Selected excerpt:
[Start of Attachment]

Food safety
Food Safety and HACCP Basics for Food Product Operations
Food safety systems identify hazards, define controls, monitor production, correct problems, verify records, and protect consumers throughout the product flow.
HACCP principles in plain language
| Principle | Practical Meaning |
| Conduct hazard analysis | Identify biological, chemical, and physical hazards that can occur in ingredients, processing, packaging, storage, or distribution. |
| Identify critical control points | Find steps where control is essential to prevent, eliminate, or reduce hazards. |
| Set critical limits | Define measurable limits such as time, temperature, pH, water activity, or other product-specific controls. |
| Monitor controls | Record whether the process stays within limits. |
| Correct problems | Define actions when monitoring shows a control was missed or out of range. |
| Verify system | Confirm records, equipment, procedures, and controls are working. |
| Keep records | Maintain documentation that shows what happened and how decisions were made. |
Preventive controls that food teams review
Process controls
Time, temperature, formulation, pH, water activity, cooking, cooling, or other process steps.
Allergen controls
Ingredient storage, scheduling, labeling, sanitation, line clearance, and rework handling.
Sanitation controls
Cleaning procedures, environmental controls, verification, and records.
Supply-chain controls
Supplier approval, ingredient documentation, certificates, testing, and receiving checks.

[End of Attachment]

What this task involves:
Please answer these questions from the food safety text:
1. Which HACCP principle calls for measurable limits such as time, temperature, pH, or water activity?
2. What three types of hazards does a hazard analysis identify?
3. What items are listed under "Allergen controls"?

Supplied data:
[Start of Attachment]

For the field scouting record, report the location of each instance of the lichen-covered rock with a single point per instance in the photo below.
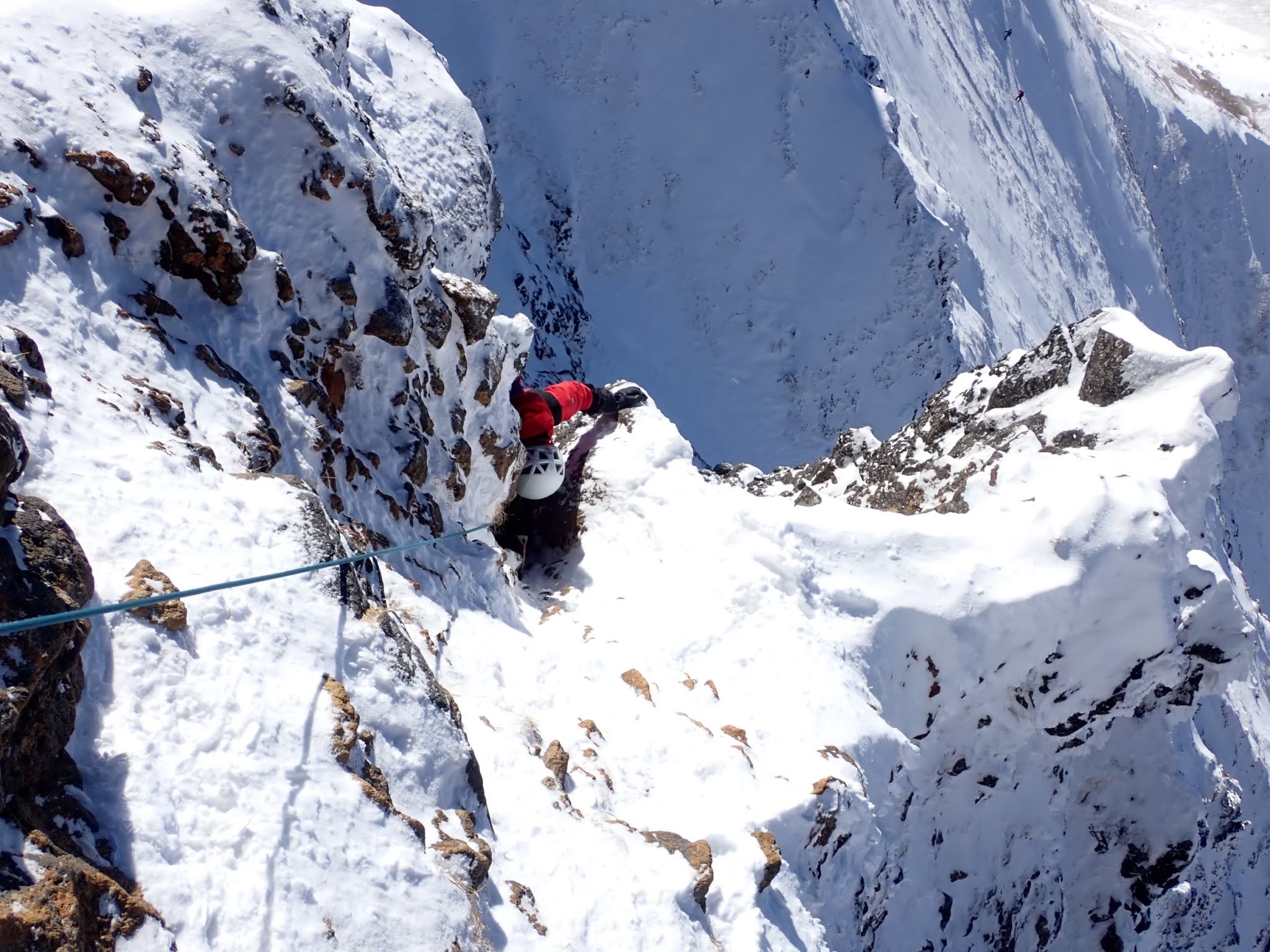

[End of Attachment]

Solution for this exercise:
1. Set critical limits.
2. Biological, chemical, and physical hazards.
3. Ingredient storage, scheduling, labeling, sanitation, line clearance, and rework handling.